>>>

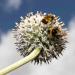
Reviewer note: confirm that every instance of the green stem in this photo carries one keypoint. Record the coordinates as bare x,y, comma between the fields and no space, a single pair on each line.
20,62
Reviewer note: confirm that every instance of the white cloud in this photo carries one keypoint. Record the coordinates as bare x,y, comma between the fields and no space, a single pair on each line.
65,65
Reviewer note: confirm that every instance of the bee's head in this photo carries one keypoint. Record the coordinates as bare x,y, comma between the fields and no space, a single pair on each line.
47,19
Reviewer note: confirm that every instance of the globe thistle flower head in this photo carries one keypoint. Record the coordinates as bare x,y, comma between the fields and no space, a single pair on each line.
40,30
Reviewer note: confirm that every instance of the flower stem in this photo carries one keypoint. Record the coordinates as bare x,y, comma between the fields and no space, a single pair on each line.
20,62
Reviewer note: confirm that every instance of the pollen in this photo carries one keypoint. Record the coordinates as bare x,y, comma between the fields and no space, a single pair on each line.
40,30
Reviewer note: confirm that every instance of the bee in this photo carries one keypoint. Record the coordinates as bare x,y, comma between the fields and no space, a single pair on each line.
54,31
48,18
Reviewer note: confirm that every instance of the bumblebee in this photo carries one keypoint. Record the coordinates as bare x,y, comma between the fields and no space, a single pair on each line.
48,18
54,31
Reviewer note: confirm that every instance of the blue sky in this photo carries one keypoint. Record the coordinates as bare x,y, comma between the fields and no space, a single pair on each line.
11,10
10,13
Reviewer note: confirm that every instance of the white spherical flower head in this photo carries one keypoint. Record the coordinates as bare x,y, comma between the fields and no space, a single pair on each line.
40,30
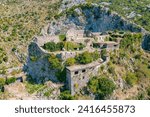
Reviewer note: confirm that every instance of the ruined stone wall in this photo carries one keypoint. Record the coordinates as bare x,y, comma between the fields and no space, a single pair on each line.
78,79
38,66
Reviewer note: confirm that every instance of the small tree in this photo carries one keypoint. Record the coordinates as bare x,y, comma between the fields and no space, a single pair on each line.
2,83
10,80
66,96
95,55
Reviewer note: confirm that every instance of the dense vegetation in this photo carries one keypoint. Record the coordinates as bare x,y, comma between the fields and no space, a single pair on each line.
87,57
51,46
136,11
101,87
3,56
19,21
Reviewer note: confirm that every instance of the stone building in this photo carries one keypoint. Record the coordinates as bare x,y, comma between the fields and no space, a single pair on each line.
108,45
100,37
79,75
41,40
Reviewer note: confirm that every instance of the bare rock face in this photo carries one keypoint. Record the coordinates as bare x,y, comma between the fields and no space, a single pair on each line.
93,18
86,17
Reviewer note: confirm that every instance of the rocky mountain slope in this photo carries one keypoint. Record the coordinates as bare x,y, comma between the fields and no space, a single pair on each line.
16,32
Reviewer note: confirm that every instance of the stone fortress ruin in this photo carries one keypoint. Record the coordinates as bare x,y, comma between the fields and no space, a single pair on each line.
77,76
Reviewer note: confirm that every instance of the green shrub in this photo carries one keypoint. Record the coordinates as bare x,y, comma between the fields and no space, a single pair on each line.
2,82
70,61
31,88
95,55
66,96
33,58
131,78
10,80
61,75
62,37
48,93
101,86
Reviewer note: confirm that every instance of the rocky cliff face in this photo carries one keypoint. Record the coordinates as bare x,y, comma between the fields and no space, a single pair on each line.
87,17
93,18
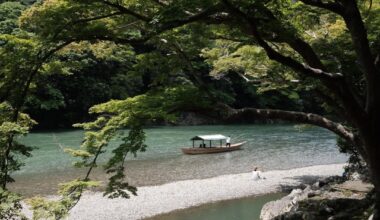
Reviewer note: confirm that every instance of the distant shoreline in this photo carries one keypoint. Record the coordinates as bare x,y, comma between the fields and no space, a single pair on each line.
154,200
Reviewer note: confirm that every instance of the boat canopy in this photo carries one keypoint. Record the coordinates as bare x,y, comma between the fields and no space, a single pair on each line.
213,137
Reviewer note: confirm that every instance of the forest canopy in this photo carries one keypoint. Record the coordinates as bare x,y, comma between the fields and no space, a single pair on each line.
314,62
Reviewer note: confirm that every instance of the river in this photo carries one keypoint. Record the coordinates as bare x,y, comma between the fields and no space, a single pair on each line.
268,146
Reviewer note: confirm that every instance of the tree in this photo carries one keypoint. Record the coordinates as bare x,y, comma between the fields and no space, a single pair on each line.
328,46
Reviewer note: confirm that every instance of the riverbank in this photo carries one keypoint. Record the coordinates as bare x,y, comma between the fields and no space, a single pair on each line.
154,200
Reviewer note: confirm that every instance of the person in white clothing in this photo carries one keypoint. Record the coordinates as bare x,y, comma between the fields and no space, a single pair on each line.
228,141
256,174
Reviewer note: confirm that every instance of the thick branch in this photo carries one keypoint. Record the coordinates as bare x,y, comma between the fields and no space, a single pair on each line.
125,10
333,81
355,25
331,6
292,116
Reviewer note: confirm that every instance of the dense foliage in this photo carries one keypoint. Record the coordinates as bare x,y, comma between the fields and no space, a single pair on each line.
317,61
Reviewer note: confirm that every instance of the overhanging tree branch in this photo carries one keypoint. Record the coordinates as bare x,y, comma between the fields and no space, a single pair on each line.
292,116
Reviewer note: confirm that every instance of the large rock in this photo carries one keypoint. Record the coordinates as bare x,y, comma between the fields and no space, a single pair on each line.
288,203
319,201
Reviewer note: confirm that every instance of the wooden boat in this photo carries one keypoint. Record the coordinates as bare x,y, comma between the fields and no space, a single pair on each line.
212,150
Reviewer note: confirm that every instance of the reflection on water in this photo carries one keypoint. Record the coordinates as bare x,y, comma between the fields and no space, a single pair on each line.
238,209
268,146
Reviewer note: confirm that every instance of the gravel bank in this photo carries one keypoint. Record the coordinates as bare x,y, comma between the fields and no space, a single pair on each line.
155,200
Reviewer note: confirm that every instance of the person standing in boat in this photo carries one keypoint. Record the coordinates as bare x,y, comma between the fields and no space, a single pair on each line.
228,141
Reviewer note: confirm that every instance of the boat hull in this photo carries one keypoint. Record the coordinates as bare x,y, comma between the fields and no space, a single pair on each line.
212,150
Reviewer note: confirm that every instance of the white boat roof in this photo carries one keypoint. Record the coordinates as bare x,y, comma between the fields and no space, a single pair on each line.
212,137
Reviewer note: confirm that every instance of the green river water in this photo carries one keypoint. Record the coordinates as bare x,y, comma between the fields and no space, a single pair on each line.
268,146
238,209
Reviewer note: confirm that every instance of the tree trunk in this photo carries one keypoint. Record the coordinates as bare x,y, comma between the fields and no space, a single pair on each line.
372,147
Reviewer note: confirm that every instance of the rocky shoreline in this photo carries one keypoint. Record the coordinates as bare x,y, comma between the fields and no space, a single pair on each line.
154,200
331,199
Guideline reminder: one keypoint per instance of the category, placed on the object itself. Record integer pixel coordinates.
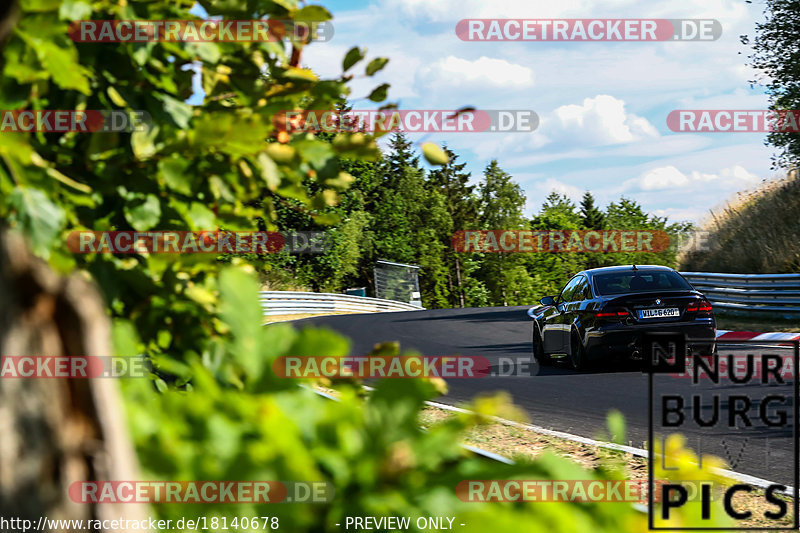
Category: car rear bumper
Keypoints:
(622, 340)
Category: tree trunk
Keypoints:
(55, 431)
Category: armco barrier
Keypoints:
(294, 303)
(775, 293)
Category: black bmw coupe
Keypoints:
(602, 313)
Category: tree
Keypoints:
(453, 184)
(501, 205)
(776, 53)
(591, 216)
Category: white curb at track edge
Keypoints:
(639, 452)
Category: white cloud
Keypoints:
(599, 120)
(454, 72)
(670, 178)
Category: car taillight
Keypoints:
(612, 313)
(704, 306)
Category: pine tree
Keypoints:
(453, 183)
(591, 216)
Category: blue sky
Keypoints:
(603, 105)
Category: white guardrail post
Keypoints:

<<<

Can you output the stretch of lines from the one containing "Category: white curb at track edge" through the last line as a JSON list of strings, one string per line with blank lines omitted?

WRITTEN SOLUTION:
[
  "Category: white curb at track edge",
  "Keypoints:",
  "(639, 452)",
  "Category: white cloud",
  "Keypoints:",
  "(599, 120)",
  "(454, 72)",
  "(670, 178)",
  "Category: car taillight",
  "Keypoints:",
  "(612, 313)",
  "(704, 306)",
  "Category: pine tree",
  "Keypoints:",
  "(453, 183)",
  "(591, 216)",
  "Category: blue sky",
  "Keypoints:",
  "(603, 105)",
  "Category: white guardrail post",
  "Keypoints:"
]